Il primo passo fu minimizzare, poi teorizzare. Come non potevano esistere, infatti, in una nazione perfetta i ladri o i serial killer – sintomi del degenerato sistema capitalistico – in Unione Sovietica un disastro del genere non poteva succedere. Fu trovato un colpevole e la bugia si fece verità. Perché il problema con le bugie comuniste è che ne furono raccontate così tante, che la verità, allora come oggi, è diventata difficile da riconoscere. È certo, però, che gli strascichi di quella radioattività sono durati oltre vent’anni. “Il disastro di Chernobyl non derivò da un attacco militare, né da un atto terroristico. Fu un errore della dirigenza sovietica, peggiorato dalle bugie che il Partito comunista raccontò alla popolazione sulla gravità dell’accaduto”, racconta oggi Yuriy Scherbak, ex ministro dell’ambiente in Ucraina.

## Record forniti:
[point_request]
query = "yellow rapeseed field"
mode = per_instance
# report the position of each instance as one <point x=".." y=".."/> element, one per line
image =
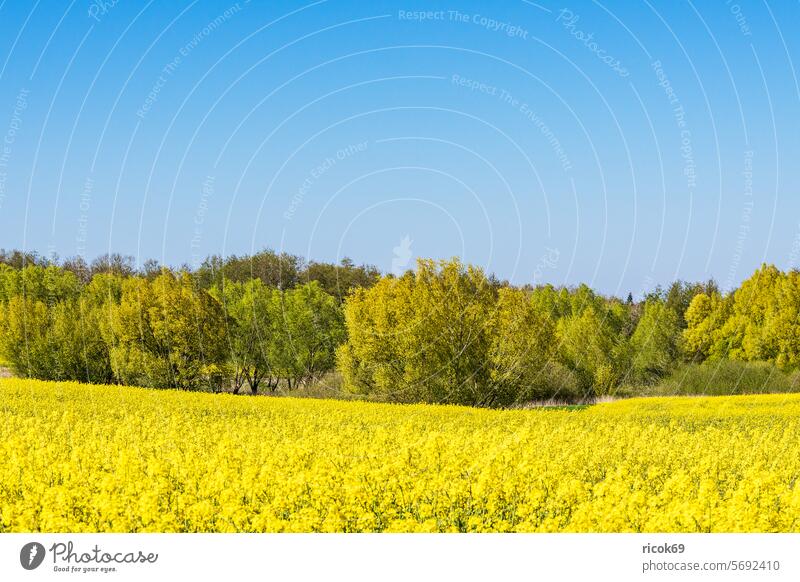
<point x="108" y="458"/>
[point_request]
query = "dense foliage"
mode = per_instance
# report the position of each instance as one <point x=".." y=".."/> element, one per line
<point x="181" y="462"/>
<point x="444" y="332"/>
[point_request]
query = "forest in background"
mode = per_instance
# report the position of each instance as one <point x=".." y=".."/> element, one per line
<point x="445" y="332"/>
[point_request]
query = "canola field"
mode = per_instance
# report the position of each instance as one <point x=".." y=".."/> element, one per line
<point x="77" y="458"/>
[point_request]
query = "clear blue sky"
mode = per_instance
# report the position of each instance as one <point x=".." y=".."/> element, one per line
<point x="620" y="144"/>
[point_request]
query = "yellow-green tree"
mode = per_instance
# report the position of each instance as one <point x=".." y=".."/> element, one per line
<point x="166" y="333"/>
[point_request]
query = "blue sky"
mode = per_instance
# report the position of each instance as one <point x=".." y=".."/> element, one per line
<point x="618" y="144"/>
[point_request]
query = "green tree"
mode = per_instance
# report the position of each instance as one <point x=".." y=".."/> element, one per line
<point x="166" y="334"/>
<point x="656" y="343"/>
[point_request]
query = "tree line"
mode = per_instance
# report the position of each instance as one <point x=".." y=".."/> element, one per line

## Compiti proposti:
a: Ripeti parola per parola il passo del testo su Chernobyl che comincia con "Il primo passo" e prosegue fino a "dell’ambiente in Ucraina.".
b: Nel testo su Chernobyl, chi afferma che il disastro fu un errore della dirigenza sovietica?

## Elenco delle risposte:
a:
Il primo passo fu minimizzare, poi teorizzare. Come non potevano esistere, infatti, in una nazione perfetta i ladri o i serial killer – sintomi del degenerato sistema capitalistico – in Unione Sovietica un disastro del genere non poteva succedere. Fu trovato un colpevole e la bugia si fece verità. Perché il problema con le bugie comuniste è che ne furono raccontate così tante, che la verità, allora come oggi, è diventata difficile da riconoscere. È certo, però, che gli strascichi di quella radioattività sono durati oltre vent’anni. “Il disastro di Chernobyl non derivò da un attacco militare, né da un atto terroristico. Fu un errore della dirigenza sovietica, peggiorato dalle bugie che il Partito comunista raccontò alla popolazione sulla gravità dell’accaduto”, racconta oggi Yuriy Scherbak, ex ministro dell’ambiente in Ucraina.

b: Yuriy Scherbak, ex ministro dell'ambiente in Ucraina.